__Data to examine__
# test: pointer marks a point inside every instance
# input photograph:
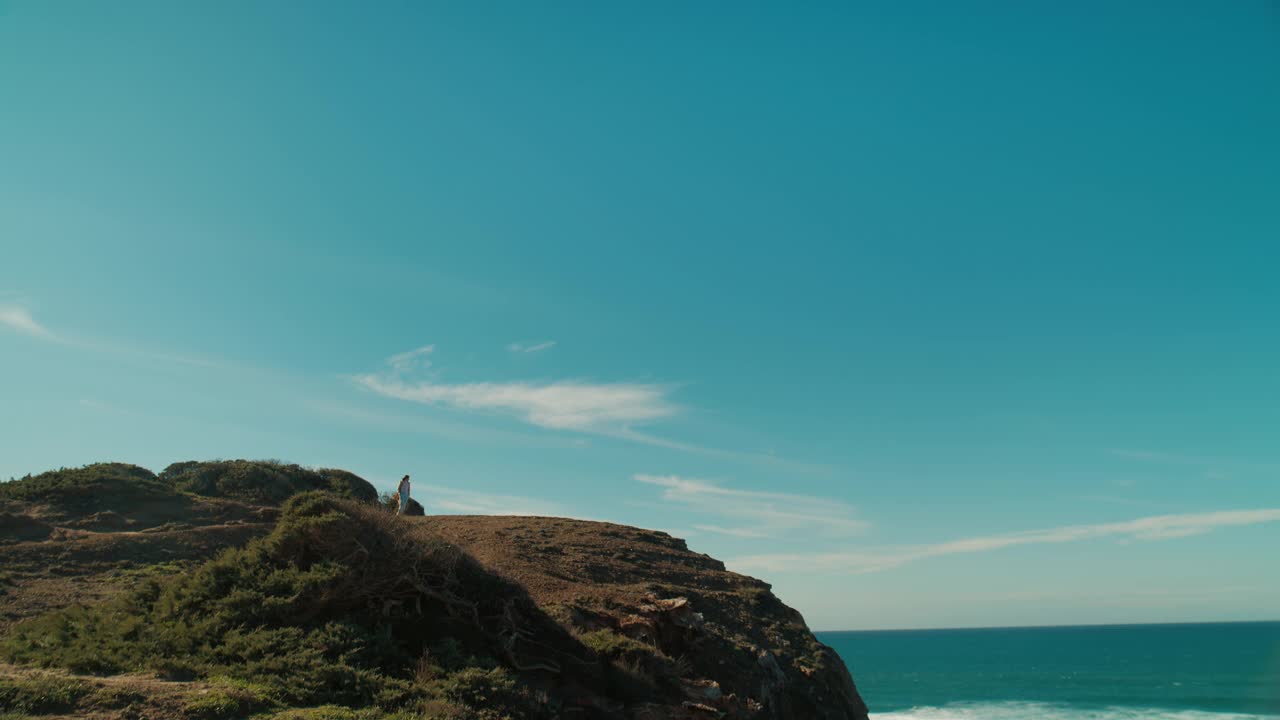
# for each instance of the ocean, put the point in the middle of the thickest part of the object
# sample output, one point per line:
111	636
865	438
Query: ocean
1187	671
--
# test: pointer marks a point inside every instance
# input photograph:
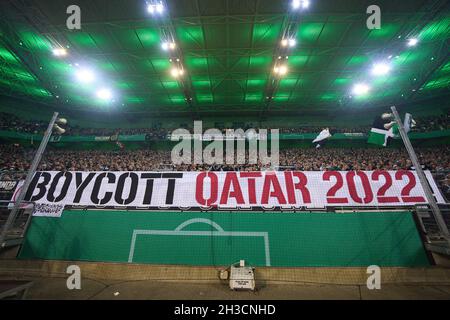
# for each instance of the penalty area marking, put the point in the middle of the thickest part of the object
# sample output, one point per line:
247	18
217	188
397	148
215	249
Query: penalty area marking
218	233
* * *
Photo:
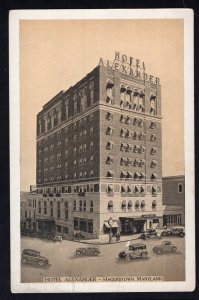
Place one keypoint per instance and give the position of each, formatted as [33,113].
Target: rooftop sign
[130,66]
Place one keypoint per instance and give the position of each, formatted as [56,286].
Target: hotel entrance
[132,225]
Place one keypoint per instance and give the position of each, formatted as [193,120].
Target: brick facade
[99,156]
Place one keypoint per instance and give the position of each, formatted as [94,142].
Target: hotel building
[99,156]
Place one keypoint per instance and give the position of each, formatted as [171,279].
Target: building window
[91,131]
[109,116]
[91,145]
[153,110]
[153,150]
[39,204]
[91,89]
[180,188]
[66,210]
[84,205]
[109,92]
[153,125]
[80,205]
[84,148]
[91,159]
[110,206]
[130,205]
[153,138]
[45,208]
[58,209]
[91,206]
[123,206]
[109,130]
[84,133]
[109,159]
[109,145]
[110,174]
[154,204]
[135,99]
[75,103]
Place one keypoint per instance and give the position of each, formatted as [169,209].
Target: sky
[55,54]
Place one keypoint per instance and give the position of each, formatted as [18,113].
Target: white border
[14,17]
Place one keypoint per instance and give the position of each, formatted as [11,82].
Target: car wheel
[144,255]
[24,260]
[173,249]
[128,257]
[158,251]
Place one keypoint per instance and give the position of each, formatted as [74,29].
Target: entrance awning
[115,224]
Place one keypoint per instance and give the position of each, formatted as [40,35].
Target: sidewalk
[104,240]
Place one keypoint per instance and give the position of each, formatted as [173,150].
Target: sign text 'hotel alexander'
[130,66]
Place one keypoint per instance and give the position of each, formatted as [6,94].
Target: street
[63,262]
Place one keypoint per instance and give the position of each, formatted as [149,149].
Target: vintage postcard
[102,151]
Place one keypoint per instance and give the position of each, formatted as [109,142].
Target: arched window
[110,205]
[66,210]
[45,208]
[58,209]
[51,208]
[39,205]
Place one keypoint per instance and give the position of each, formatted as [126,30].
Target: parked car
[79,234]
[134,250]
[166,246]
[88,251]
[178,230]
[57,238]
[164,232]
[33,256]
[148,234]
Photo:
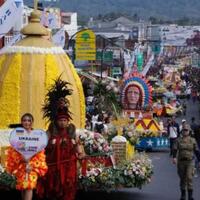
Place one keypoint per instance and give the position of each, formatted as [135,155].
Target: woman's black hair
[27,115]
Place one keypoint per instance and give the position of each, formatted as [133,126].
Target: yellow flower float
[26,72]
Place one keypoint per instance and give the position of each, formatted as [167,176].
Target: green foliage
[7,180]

__Action item__
Where a line in the material contains "thickest", copy that line.

__Response to this task__
# for each instance of the ocean, put the point in the middle of the thickest part of the object
# for each instance of the penalty area marking, put the point in the middle of the thickest part of the object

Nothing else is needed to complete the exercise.